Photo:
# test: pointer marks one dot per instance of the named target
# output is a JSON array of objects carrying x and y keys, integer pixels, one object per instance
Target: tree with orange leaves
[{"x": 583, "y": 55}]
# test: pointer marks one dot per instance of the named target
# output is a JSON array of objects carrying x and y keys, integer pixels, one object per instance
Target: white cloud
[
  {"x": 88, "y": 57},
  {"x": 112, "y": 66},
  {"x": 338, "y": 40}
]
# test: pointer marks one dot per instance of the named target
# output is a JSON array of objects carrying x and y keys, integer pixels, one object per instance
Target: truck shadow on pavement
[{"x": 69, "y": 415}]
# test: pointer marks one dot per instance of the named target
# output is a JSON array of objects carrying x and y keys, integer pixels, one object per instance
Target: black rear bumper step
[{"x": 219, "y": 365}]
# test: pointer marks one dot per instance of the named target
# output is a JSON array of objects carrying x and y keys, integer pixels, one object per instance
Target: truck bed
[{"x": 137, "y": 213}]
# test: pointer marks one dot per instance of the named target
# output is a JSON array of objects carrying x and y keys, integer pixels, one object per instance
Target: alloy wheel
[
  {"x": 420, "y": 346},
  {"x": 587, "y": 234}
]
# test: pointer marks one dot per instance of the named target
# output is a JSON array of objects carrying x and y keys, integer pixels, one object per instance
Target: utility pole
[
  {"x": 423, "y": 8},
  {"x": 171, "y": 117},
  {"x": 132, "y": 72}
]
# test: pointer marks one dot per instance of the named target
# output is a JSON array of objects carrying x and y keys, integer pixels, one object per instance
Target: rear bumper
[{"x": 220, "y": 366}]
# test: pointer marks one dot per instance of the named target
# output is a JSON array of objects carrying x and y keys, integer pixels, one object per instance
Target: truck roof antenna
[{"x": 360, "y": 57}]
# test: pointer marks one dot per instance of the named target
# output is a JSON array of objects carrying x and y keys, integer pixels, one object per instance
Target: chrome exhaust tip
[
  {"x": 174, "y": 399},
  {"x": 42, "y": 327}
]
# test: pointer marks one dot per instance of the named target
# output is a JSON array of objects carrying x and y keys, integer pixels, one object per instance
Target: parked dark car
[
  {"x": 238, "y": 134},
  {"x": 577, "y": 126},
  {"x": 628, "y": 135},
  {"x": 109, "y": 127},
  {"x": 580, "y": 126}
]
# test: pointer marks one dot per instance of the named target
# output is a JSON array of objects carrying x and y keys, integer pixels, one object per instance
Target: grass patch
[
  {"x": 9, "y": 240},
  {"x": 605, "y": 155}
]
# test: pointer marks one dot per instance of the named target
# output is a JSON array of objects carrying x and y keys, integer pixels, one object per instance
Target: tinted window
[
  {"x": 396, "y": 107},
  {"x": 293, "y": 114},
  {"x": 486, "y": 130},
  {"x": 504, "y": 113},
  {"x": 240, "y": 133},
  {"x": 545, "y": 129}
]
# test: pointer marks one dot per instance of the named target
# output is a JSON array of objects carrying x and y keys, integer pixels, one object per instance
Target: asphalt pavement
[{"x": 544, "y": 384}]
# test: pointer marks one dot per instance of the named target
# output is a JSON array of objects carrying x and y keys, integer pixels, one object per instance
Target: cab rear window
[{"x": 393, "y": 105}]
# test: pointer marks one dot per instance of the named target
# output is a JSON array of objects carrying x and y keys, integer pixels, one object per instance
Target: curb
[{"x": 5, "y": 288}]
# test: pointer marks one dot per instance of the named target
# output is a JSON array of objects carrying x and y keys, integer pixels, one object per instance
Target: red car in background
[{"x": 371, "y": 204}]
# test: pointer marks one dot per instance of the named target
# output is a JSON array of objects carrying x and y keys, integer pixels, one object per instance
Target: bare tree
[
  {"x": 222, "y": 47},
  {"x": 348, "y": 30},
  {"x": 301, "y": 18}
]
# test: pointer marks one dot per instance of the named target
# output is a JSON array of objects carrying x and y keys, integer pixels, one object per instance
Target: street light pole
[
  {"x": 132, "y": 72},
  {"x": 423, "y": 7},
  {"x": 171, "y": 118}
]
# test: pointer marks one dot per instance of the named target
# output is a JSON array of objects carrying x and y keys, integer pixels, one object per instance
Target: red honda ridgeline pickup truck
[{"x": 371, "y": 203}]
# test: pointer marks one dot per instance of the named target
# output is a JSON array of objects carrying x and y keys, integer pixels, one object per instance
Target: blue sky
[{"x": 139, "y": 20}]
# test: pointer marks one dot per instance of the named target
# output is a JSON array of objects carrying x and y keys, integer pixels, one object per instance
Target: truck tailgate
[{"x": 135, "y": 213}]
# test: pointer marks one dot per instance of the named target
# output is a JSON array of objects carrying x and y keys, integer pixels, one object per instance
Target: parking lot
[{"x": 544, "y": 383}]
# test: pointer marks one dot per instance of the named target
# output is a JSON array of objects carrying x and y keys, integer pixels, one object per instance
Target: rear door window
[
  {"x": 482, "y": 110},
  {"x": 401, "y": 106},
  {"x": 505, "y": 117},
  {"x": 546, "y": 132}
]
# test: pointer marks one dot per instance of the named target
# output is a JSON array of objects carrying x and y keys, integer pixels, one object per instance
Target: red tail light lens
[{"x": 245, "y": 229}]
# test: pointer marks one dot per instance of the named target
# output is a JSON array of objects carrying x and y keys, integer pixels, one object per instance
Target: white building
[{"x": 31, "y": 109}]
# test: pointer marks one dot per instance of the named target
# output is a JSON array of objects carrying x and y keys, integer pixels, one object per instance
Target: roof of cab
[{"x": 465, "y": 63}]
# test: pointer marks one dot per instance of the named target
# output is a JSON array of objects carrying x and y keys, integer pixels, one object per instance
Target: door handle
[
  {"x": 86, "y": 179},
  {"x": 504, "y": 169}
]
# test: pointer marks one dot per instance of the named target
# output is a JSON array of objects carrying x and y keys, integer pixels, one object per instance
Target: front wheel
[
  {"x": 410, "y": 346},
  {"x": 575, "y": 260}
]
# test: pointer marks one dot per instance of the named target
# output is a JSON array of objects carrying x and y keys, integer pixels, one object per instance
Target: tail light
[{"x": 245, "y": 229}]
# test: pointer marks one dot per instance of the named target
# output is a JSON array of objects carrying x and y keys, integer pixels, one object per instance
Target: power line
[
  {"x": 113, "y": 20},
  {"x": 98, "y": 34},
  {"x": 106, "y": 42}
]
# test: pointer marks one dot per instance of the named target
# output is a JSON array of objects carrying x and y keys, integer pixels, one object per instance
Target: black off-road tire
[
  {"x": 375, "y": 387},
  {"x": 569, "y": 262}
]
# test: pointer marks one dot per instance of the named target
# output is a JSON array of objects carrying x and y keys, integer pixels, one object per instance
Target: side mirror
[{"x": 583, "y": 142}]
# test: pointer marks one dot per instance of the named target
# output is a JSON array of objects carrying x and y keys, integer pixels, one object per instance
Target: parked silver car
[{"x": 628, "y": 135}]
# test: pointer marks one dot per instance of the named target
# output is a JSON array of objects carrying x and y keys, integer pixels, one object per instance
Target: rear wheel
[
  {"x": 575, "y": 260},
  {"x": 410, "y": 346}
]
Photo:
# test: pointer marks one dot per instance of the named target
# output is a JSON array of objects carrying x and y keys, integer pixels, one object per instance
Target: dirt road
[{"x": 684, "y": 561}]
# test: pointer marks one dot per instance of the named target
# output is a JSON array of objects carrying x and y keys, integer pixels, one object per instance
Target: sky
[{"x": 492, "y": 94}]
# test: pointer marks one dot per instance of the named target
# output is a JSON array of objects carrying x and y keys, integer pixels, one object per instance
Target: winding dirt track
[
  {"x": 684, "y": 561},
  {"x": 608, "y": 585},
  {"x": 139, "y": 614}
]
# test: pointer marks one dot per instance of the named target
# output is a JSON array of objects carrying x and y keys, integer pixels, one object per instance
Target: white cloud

* PROBLEM TO WORK ON
Report each line of the listing that contains the string "rear". Matching is case-sensitive.

* THE REPLY
Target: black rear bumper step
Target: rear bumper
Target: cab rear window
Target: rear door window
Target: rear wheel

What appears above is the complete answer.